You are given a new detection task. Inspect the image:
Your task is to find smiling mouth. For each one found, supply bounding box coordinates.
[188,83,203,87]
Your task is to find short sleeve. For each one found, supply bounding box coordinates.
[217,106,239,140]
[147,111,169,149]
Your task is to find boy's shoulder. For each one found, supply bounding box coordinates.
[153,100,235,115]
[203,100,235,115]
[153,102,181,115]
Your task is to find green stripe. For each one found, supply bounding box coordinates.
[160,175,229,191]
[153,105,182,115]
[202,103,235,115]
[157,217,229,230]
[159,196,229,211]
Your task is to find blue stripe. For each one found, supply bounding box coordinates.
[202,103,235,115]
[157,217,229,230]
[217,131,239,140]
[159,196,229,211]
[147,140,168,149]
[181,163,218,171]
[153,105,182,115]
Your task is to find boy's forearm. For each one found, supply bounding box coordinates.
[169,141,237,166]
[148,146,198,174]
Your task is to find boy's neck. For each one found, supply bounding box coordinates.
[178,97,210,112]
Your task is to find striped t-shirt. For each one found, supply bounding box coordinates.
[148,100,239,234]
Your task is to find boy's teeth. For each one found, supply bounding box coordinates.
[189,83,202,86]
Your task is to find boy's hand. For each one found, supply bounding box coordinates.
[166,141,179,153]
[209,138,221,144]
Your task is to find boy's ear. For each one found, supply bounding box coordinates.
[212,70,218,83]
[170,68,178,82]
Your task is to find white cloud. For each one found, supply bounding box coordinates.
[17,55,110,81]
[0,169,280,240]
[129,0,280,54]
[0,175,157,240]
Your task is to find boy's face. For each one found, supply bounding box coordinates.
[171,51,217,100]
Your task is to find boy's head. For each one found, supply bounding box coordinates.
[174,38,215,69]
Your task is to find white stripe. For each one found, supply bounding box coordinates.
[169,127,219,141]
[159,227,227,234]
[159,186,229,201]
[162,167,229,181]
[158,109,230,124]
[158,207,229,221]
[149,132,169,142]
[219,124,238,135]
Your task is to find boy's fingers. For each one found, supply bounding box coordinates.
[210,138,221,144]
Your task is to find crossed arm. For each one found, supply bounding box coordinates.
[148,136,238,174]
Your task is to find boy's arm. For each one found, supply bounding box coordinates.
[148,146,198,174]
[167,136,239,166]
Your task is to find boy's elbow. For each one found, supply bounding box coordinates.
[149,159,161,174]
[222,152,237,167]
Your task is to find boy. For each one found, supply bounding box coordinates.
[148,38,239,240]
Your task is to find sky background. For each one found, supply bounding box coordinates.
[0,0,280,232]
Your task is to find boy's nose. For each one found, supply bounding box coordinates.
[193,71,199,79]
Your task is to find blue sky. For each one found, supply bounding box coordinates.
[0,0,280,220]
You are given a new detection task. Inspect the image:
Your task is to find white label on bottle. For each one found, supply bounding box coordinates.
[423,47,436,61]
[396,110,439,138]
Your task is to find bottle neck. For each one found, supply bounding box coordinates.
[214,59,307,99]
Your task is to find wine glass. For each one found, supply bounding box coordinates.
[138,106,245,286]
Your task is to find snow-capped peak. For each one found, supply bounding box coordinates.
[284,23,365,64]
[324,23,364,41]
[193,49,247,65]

Work to be completed: Rewrite the records from their start through the line containing "[0,175,157,240]", both ends included, with the requests kept as they are and every bounding box coordinate multiplied by 1.4 and rounded to a whole number, halves rounding up. Give only those lines.

Exercise answer:
You are given a new detection task. Inspect the image:
Your task is to find smiling mouth. For each one found, supply bounding box coordinates.
[263,116,284,122]
Your task is to find short sleeve. For each one found, supply bounding box coordinates.
[304,148,335,196]
[206,155,237,209]
Your task is to find boy's shoulder. For each one found, supply bounding box coordinates.
[214,140,329,161]
[284,140,329,161]
[214,143,253,161]
Your task is to find green stripe. For each one found, supply bounding box coordinates.
[224,245,321,267]
[214,147,255,161]
[283,144,329,161]
[220,304,321,322]
[223,274,321,295]
Your task is to find blue stripe. For each one found, supply bounding box coordinates.
[283,144,329,161]
[220,304,321,322]
[304,183,335,196]
[223,274,321,295]
[206,196,235,209]
[253,228,305,239]
[214,147,255,161]
Your task is to find boy's forearm. For each one found, supply bounding box coordinates.
[237,197,332,232]
[207,204,277,244]
Your task is to find boy's neck. For each one found, supply bounding box coordinates.
[249,136,294,157]
Your task is to find striped t-shirt. For each one found, supply bounding box coordinates.
[207,140,335,328]
Your task is to find boy's teeth. For each one found, supply bounding box coordinates.
[265,116,283,120]
Your task is to find boy's hand. For each one found, supply bounding box coordinates.
[232,197,251,214]
[293,193,309,202]
Your task is to find boy's ear. For each one found, supply bounding box coordinates.
[297,98,305,116]
[238,95,249,115]
Your task is to find white cloud. For each one found, supply bounding box coordinates.
[24,77,154,113]
[0,237,392,336]
[181,0,392,76]
[0,245,220,336]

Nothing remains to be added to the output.